* [INPUT DATA]:
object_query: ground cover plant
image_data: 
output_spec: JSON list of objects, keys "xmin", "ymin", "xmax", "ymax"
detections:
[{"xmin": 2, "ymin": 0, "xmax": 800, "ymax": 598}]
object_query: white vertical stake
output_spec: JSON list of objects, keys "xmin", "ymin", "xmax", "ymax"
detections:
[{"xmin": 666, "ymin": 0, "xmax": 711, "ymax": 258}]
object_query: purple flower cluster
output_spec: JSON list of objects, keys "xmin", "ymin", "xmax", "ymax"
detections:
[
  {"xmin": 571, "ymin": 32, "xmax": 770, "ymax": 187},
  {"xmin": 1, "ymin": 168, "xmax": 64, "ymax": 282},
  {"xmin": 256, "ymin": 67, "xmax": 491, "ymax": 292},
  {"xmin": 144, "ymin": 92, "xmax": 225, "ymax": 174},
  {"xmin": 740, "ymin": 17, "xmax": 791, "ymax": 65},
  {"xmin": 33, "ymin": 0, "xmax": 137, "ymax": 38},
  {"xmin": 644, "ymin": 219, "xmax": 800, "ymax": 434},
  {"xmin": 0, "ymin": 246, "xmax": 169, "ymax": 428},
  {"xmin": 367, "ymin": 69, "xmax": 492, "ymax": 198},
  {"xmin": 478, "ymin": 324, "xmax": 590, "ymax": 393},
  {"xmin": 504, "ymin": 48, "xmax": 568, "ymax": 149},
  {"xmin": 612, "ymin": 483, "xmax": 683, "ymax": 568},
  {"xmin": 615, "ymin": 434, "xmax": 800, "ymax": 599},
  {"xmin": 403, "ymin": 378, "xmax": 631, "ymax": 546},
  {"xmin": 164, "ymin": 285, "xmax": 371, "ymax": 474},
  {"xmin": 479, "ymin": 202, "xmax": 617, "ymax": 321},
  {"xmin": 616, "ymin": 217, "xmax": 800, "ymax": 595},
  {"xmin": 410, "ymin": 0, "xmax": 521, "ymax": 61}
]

* [EXERCISE REQUIREMENTS]:
Repeat the data precisely, reproducing every entry.

* [TASK RESPONSE]:
object_query: ground cover plant
image_data: 
output_spec: JSON list of objects, keys "xmin", "ymin", "xmax", "ymax"
detections:
[{"xmin": 2, "ymin": 0, "xmax": 800, "ymax": 598}]
object_query: white vertical stake
output_spec: JSON list of objects, keys "xmin", "ymin", "xmax", "ymax"
detections:
[{"xmin": 666, "ymin": 0, "xmax": 711, "ymax": 258}]
object_query: purple flower cluster
output_spec: JSON list of objects, keys "xmin", "ymin", "xmax", "ymax"
detections:
[
  {"xmin": 571, "ymin": 32, "xmax": 770, "ymax": 187},
  {"xmin": 1, "ymin": 168, "xmax": 64, "ymax": 282},
  {"xmin": 256, "ymin": 67, "xmax": 491, "ymax": 292},
  {"xmin": 144, "ymin": 92, "xmax": 225, "ymax": 174},
  {"xmin": 740, "ymin": 17, "xmax": 791, "ymax": 65},
  {"xmin": 33, "ymin": 0, "xmax": 137, "ymax": 38},
  {"xmin": 644, "ymin": 219, "xmax": 800, "ymax": 434},
  {"xmin": 0, "ymin": 246, "xmax": 169, "ymax": 428},
  {"xmin": 367, "ymin": 69, "xmax": 492, "ymax": 198},
  {"xmin": 478, "ymin": 324, "xmax": 590, "ymax": 393},
  {"xmin": 504, "ymin": 48, "xmax": 568, "ymax": 149},
  {"xmin": 612, "ymin": 483, "xmax": 683, "ymax": 568},
  {"xmin": 615, "ymin": 434, "xmax": 800, "ymax": 599},
  {"xmin": 403, "ymin": 378, "xmax": 631, "ymax": 546},
  {"xmin": 164, "ymin": 285, "xmax": 371, "ymax": 474},
  {"xmin": 479, "ymin": 202, "xmax": 617, "ymax": 321},
  {"xmin": 616, "ymin": 217, "xmax": 800, "ymax": 595},
  {"xmin": 410, "ymin": 0, "xmax": 521, "ymax": 61}
]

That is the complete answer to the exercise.